◆ **Questions on the material**:
[1] Please summarize the blog post about proving residency in two sentences.
[2] Carry on the blog post about proving residency from the clerk's question about the two addresses on the driver's license.

◆ **Selected excerpt**:
────────────────────────────────────────

Thursday, July 17, 2008

But I fooled them, I did have the rabies.

One government agency won’t accept the letter another government agency gave me to prove I’m a legal resident of this country. “This letter is from 2004”, they said, “you’ll need to get another one.” I pointed out that I was granted permanent residency in 2004, so it makes sense the letter is dated as such. Let’s listen….

“Hmmf. Do you have your passport with you?”

“No, it’s expired anyway.”

“You don’t have a current passport?”

“No, do you?”

“I don’t need one.”

“Do I?”

“Uh, well, if you plan to travel overseas you do.”

“And you don’t?”

“Everyone does. But I’m not travelling.”

“I’m just on my way home from work.”

“Do you own any property here in Australia?

“Better, I own property right here in town.”

She keeps flipping my driver’s license over in her hands, “What’s this address on the back? Is this your property, the address on the front, or the one on the back?”

────────────────────────────────────────

◆ **Data extract**:
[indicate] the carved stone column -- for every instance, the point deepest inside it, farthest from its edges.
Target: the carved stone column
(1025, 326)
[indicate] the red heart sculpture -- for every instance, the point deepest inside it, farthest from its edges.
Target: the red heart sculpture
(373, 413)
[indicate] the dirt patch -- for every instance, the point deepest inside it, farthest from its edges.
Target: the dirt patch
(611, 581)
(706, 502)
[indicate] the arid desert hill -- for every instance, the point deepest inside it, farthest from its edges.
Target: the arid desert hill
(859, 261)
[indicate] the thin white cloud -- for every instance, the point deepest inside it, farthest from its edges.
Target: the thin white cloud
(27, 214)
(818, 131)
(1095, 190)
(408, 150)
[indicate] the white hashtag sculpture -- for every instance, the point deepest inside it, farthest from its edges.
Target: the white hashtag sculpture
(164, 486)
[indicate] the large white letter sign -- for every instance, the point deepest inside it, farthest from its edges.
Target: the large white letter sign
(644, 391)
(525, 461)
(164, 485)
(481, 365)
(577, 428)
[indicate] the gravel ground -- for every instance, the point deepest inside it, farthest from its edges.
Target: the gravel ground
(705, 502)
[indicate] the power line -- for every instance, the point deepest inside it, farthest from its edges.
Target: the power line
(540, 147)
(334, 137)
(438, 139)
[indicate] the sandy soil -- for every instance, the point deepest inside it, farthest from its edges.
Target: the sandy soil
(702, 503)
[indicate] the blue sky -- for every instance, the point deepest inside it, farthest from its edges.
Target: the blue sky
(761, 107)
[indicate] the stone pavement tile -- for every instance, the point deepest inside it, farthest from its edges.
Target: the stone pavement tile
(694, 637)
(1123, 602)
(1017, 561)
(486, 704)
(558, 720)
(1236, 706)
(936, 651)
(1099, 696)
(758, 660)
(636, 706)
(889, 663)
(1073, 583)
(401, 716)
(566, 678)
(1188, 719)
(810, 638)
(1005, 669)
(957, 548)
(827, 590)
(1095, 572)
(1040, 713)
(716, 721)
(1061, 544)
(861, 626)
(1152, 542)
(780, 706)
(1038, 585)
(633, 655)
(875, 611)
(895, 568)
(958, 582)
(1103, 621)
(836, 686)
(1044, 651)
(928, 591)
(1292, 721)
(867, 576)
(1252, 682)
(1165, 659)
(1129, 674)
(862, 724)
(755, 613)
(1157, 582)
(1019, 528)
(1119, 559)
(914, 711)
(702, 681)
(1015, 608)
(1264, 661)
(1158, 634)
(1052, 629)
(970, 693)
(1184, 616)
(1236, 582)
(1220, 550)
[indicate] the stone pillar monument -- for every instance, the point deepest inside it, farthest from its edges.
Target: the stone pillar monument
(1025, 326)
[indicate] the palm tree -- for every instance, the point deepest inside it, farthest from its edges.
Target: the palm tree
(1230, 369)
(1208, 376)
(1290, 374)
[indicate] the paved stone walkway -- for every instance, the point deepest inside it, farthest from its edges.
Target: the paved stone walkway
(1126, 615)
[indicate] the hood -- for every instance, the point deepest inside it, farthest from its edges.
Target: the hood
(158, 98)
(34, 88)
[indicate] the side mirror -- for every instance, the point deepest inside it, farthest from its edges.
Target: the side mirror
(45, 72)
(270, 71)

────────────────────────────────────────

◆ **Task results**:
[1] A government agency rejects a letter from another agency proving the narrator's legal residency because it is dated 2004, although that is the year the narrator was granted permanent residency. The clerk then questions the narrator about an expired passport and about owning property in Australia, and she keeps flipping the driver's license over to ask which address is the narrator's property.

[2]
“Both.”

“But you can’t have two addresses on your license.”

“The one on the back is the stick-on change of address label they gave me when I moved. You have to put that on.”

“So you… so this one on the back is yours then.”

“No, well yes. Both are mine.”

“You live in two houses?”

“No I live in the one on the back.”

“But… you still own the other one, on the uh (flip) front, is that it?”

“That’s it.”

“Well we need a tax notice or something like that to prove you own property. Would you suppose you might have something like that?”

“I’m sure I would have something like that. I got one last month.”

“And we’ll need a new letter from Immigration.”

“But why? I’m already in your system, you just didn’t send me a new [Medicare] card when my last one expired.”

“Why have you waited until now, your last card expired two years ago?”

“I didn’t need to see a doctor until now. And now it looks like I can’t.”

“Since it’s been more than six months you have to re-apply. We need a new letter from Immigration.”

“But I never applied in the first place, you just started issuing me cards. Then you stopped. Well not you. You know. Them.”

“If it was less than six months…”

“Ok so if it was less than six months you would accept the letter dated 2004 but now you want a new letter, saying exactly the same thing, but dated recently because some letters degrade into forgeries over time?”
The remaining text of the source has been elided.